Written exercise
Arrange the records below as a Markdown table with a column "No." for the row number and a column "Record" for each line, leaving out any blank lines.

Data shown
* Start *

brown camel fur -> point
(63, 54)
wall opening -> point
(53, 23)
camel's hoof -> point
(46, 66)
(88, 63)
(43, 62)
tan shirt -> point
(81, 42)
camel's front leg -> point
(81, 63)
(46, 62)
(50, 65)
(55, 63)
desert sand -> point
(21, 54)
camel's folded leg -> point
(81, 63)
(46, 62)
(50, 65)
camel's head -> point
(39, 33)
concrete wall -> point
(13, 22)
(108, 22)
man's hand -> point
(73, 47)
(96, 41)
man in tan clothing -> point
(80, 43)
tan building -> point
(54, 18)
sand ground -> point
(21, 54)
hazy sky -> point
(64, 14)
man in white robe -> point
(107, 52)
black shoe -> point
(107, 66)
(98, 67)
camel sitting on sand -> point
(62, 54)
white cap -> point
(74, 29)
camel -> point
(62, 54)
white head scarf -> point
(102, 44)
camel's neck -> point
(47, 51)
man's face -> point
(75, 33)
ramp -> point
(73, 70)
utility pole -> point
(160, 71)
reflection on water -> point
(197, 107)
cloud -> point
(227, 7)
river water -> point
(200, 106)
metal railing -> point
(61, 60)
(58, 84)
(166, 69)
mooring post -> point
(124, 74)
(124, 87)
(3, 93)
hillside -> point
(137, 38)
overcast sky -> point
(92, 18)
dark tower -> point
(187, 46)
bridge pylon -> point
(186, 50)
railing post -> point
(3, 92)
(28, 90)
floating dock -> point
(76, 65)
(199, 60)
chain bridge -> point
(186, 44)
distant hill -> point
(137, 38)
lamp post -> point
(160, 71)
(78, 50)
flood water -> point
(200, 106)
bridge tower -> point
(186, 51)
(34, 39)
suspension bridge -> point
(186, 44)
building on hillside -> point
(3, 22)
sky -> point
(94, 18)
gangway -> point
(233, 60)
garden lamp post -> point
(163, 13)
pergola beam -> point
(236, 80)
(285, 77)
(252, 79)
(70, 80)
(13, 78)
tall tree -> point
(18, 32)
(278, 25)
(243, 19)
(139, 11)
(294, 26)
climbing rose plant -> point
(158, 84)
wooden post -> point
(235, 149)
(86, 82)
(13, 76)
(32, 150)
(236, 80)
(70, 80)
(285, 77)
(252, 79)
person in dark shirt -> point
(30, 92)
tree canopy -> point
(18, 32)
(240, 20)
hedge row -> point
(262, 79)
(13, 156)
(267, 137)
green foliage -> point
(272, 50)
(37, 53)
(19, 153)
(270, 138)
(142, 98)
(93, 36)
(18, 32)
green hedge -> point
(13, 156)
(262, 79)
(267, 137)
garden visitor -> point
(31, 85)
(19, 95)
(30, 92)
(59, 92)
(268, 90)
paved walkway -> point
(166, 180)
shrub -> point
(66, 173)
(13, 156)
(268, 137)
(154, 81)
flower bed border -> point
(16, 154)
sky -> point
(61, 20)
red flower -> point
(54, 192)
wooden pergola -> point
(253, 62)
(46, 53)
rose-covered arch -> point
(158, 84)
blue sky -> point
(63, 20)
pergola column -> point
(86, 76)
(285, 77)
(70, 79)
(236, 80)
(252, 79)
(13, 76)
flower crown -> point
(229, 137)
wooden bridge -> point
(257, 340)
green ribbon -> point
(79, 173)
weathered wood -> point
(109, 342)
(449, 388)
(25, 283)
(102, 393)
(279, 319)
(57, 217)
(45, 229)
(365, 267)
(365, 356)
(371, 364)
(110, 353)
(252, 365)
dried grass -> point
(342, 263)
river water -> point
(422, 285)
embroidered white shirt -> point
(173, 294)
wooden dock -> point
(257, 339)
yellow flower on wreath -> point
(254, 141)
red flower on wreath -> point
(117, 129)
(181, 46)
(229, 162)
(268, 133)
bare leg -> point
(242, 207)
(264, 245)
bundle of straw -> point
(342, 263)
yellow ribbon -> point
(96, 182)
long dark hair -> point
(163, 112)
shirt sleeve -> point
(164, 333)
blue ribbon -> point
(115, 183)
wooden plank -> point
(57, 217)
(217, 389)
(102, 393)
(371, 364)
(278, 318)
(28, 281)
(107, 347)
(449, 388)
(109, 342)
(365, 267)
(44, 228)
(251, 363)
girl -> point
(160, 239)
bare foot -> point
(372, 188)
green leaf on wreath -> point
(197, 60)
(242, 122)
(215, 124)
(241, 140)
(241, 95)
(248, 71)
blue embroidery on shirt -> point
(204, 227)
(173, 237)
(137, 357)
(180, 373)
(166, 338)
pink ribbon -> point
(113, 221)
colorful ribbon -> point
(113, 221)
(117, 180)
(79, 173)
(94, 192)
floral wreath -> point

* End *

Problem solution
| No. | Record |
|---|---|
| 1 | brown camel fur -> point |
| 2 | (63, 54) |
| 3 | wall opening -> point |
| 4 | (53, 23) |
| 5 | camel's hoof -> point |
| 6 | (46, 66) |
| 7 | (88, 63) |
| 8 | (43, 62) |
| 9 | tan shirt -> point |
| 10 | (81, 42) |
| 11 | camel's front leg -> point |
| 12 | (81, 63) |
| 13 | (46, 62) |
| 14 | (50, 65) |
| 15 | (55, 63) |
| 16 | desert sand -> point |
| 17 | (21, 54) |
| 18 | camel's folded leg -> point |
| 19 | (81, 63) |
| 20 | (46, 62) |
| 21 | (50, 65) |
| 22 | camel's head -> point |
| 23 | (39, 33) |
| 24 | concrete wall -> point |
| 25 | (13, 22) |
| 26 | (108, 22) |
| 27 | man's hand -> point |
| 28 | (73, 47) |
| 29 | (96, 41) |
| 30 | man in tan clothing -> point |
| 31 | (80, 43) |
| 32 | tan building -> point |
| 33 | (54, 18) |
| 34 | sand ground -> point |
| 35 | (21, 54) |
| 36 | hazy sky -> point |
| 37 | (64, 14) |
| 38 | man in white robe -> point |
| 39 | (107, 52) |
| 40 | black shoe -> point |
| 41 | (107, 66) |
| 42 | (98, 67) |
| 43 | camel sitting on sand -> point |
| 44 | (62, 54) |
| 45 | white cap -> point |
| 46 | (74, 29) |
| 47 | camel -> point |
| 48 | (62, 54) |
| 49 | white head scarf -> point |
| 50 | (102, 44) |
| 51 | camel's neck -> point |
| 52 | (47, 51) |
| 53 | man's face -> point |
| 54 | (75, 33) |
| 55 | ramp -> point |
| 56 | (73, 70) |
| 57 | utility pole -> point |
| 58 | (160, 71) |
| 59 | reflection on water -> point |
| 60 | (197, 107) |
| 61 | cloud -> point |
| 62 | (227, 7) |
| 63 | river water -> point |
| 64 | (200, 106) |
| 65 | metal railing -> point |
| 66 | (61, 60) |
| 67 | (58, 84) |
| 68 | (166, 69) |
| 69 | mooring post -> point |
| 70 | (124, 74) |
| 71 | (124, 87) |
| 72 | (3, 93) |
| 73 | hillside -> point |
| 74 | (137, 38) |
| 75 | overcast sky -> point |
| 76 | (92, 18) |
| 77 | dark tower -> point |
| 78 | (187, 46) |
| 79 | bridge pylon -> point |
| 80 | (186, 50) |
| 81 | railing post -> point |
| 82 | (3, 92) |
| 83 | (28, 90) |
| 84 | floating dock -> point |
| 85 | (76, 65) |
| 86 | (199, 60) |
| 87 | chain bridge -> point |
| 88 | (186, 44) |
| 89 | distant hill -> point |
| 90 | (137, 38) |
| 91 | lamp post -> point |
| 92 | (160, 71) |
| 93 | (78, 50) |
| 94 | flood water -> point |
| 95 | (200, 106) |
| 96 | bridge tower -> point |
| 97 | (186, 51) |
| 98 | (34, 39) |
| 99 | suspension bridge -> point |
| 100 | (186, 44) |
| 101 | building on hillside -> point |
| 102 | (3, 22) |
| 103 | sky -> point |
| 104 | (94, 18) |
| 105 | gangway -> point |
| 106 | (233, 60) |
| 107 | garden lamp post -> point |
| 108 | (163, 13) |
| 109 | pergola beam -> point |
| 110 | (236, 80) |
| 111 | (285, 77) |
| 112 | (252, 79) |
| 113 | (70, 80) |
| 114 | (13, 78) |
| 115 | tall tree -> point |
| 116 | (18, 32) |
| 117 | (278, 25) |
| 118 | (243, 19) |
| 119 | (139, 11) |
| 120 | (294, 26) |
| 121 | climbing rose plant -> point |
| 122 | (158, 84) |
| 123 | wooden post -> point |
| 124 | (235, 149) |
| 125 | (86, 82) |
| 126 | (13, 76) |
| 127 | (32, 150) |
| 128 | (236, 80) |
| 129 | (70, 80) |
| 130 | (285, 77) |
| 131 | (252, 79) |
| 132 | person in dark shirt -> point |
| 133 | (30, 92) |
| 134 | tree canopy -> point |
| 135 | (18, 32) |
| 136 | (240, 20) |
| 137 | hedge row -> point |
| 138 | (262, 79) |
| 139 | (13, 156) |
| 140 | (267, 137) |
| 141 | green foliage -> point |
| 142 | (272, 50) |
| 143 | (37, 53) |
| 144 | (19, 153) |
| 145 | (270, 138) |
| 146 | (142, 98) |
| 147 | (93, 36) |
| 148 | (18, 32) |
| 149 | green hedge -> point |
| 150 | (13, 156) |
| 151 | (262, 79) |
| 152 | (267, 137) |
| 153 | garden visitor -> point |
| 154 | (31, 85) |
| 155 | (19, 95) |
| 156 | (30, 92) |
| 157 | (59, 92) |
| 158 | (268, 90) |
| 159 | paved walkway -> point |
| 160 | (166, 180) |
| 161 | shrub -> point |
| 162 | (66, 173) |
| 163 | (13, 156) |
| 164 | (268, 137) |
| 165 | (154, 81) |
| 166 | flower bed border -> point |
| 167 | (16, 154) |
| 168 | sky -> point |
| 169 | (61, 20) |
| 170 | red flower -> point |
| 171 | (54, 192) |
| 172 | wooden pergola -> point |
| 173 | (253, 62) |
| 174 | (46, 53) |
| 175 | rose-covered arch -> point |
| 176 | (158, 84) |
| 177 | blue sky -> point |
| 178 | (63, 20) |
| 179 | pergola column -> point |
| 180 | (86, 76) |
| 181 | (285, 77) |
| 182 | (70, 79) |
| 183 | (236, 80) |
| 184 | (252, 79) |
| 185 | (13, 76) |
| 186 | flower crown -> point |
| 187 | (229, 137) |
| 188 | wooden bridge -> point |
| 189 | (257, 340) |
| 190 | green ribbon -> point |
| 191 | (79, 173) |
| 192 | weathered wood -> point |
| 193 | (109, 342) |
| 194 | (449, 388) |
| 195 | (25, 283) |
| 196 | (102, 393) |
| 197 | (279, 319) |
| 198 | (57, 217) |
| 199 | (45, 229) |
| 200 | (365, 267) |
| 201 | (365, 356) |
| 202 | (371, 364) |
| 203 | (110, 353) |
| 204 | (252, 365) |
| 205 | dried grass -> point |
| 206 | (342, 263) |
| 207 | river water -> point |
| 208 | (422, 285) |
| 209 | embroidered white shirt -> point |
| 210 | (173, 294) |
| 211 | wooden dock -> point |
| 212 | (257, 339) |
| 213 | yellow flower on wreath -> point |
| 214 | (254, 141) |
| 215 | red flower on wreath -> point |
| 216 | (117, 129) |
| 217 | (181, 46) |
| 218 | (229, 162) |
| 219 | (268, 133) |
| 220 | bare leg -> point |
| 221 | (242, 207) |
| 222 | (264, 245) |
| 223 | bundle of straw -> point |
| 224 | (342, 263) |
| 225 | yellow ribbon -> point |
| 226 | (96, 182) |
| 227 | long dark hair -> point |
| 228 | (163, 112) |
| 229 | shirt sleeve -> point |
| 230 | (164, 333) |
| 231 | blue ribbon -> point |
| 232 | (115, 183) |
| 233 | wooden plank -> point |
| 234 | (57, 217) |
| 235 | (217, 389) |
| 236 | (102, 393) |
| 237 | (371, 364) |
| 238 | (278, 318) |
| 239 | (28, 281) |
| 240 | (107, 347) |
| 241 | (449, 388) |
| 242 | (109, 342) |
| 243 | (365, 267) |
| 244 | (44, 228) |
| 245 | (251, 363) |
| 246 | girl -> point |
| 247 | (160, 239) |
| 248 | bare foot -> point |
| 249 | (372, 188) |
| 250 | green leaf on wreath -> point |
| 251 | (197, 60) |
| 252 | (242, 122) |
| 253 | (215, 124) |
| 254 | (241, 140) |
| 255 | (241, 95) |
| 256 | (248, 71) |
| 257 | blue embroidery on shirt -> point |
| 258 | (204, 227) |
| 259 | (173, 237) |
| 260 | (137, 357) |
| 261 | (180, 373) |
| 262 | (166, 338) |
| 263 | pink ribbon -> point |
| 264 | (113, 221) |
| 265 | colorful ribbon -> point |
| 266 | (113, 221) |
| 267 | (117, 180) |
| 268 | (79, 173) |
| 269 | (94, 192) |
| 270 | floral wreath -> point |